-- BEGIN --

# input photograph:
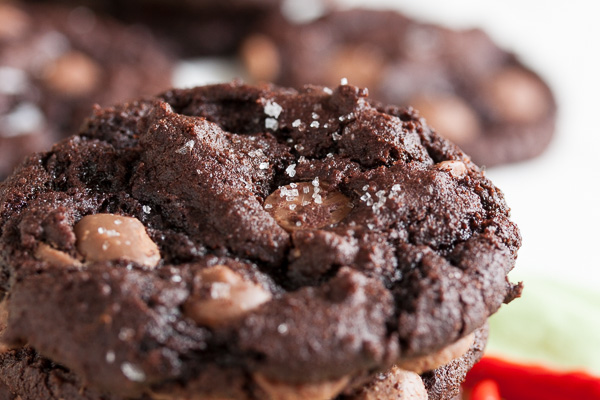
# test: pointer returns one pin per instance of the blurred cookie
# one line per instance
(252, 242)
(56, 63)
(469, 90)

-- END --
-- BEGIN --

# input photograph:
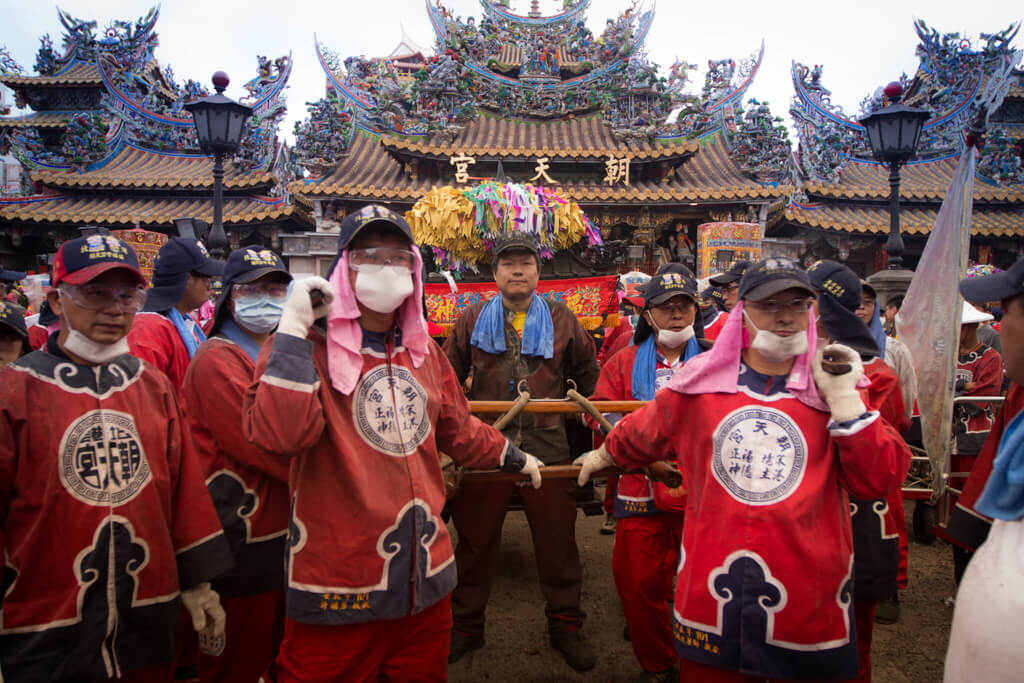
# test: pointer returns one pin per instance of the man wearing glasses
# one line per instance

-- END --
-- BEGIN --

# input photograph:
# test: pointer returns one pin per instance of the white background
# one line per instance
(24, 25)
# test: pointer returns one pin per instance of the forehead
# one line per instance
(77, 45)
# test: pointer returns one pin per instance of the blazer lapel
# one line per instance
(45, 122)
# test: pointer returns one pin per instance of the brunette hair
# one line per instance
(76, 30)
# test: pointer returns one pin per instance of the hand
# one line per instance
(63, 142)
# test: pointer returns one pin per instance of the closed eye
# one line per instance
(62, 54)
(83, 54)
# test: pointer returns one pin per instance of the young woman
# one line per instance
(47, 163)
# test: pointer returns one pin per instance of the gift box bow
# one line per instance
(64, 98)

-- END --

EXERCISE INSTRUCTIONS
Locate each line in the rows above that contains the string "returns" with the same capitalization, and copy those lines.

WRITTEN RESPONSE
# test: pointer returns one pin per instance of the blurred cookie
# test: pointer returns one pin per instance of the man wearing glasses
# test: pointer returns one pin per instance of the white background
# test: pointer returns one pin per instance of the forehead
# test: pointer returns one pin per instance of the blazer lapel
# test: pointer returns one pin per instance of the brunette hair
# test: pointer returns one pin per instance of the hand
# test: pointer returns one pin per instance of the closed eye
# test: pointer returns one pin per instance of the young woman
# test: pointer returns one pin per instance of the gift box bow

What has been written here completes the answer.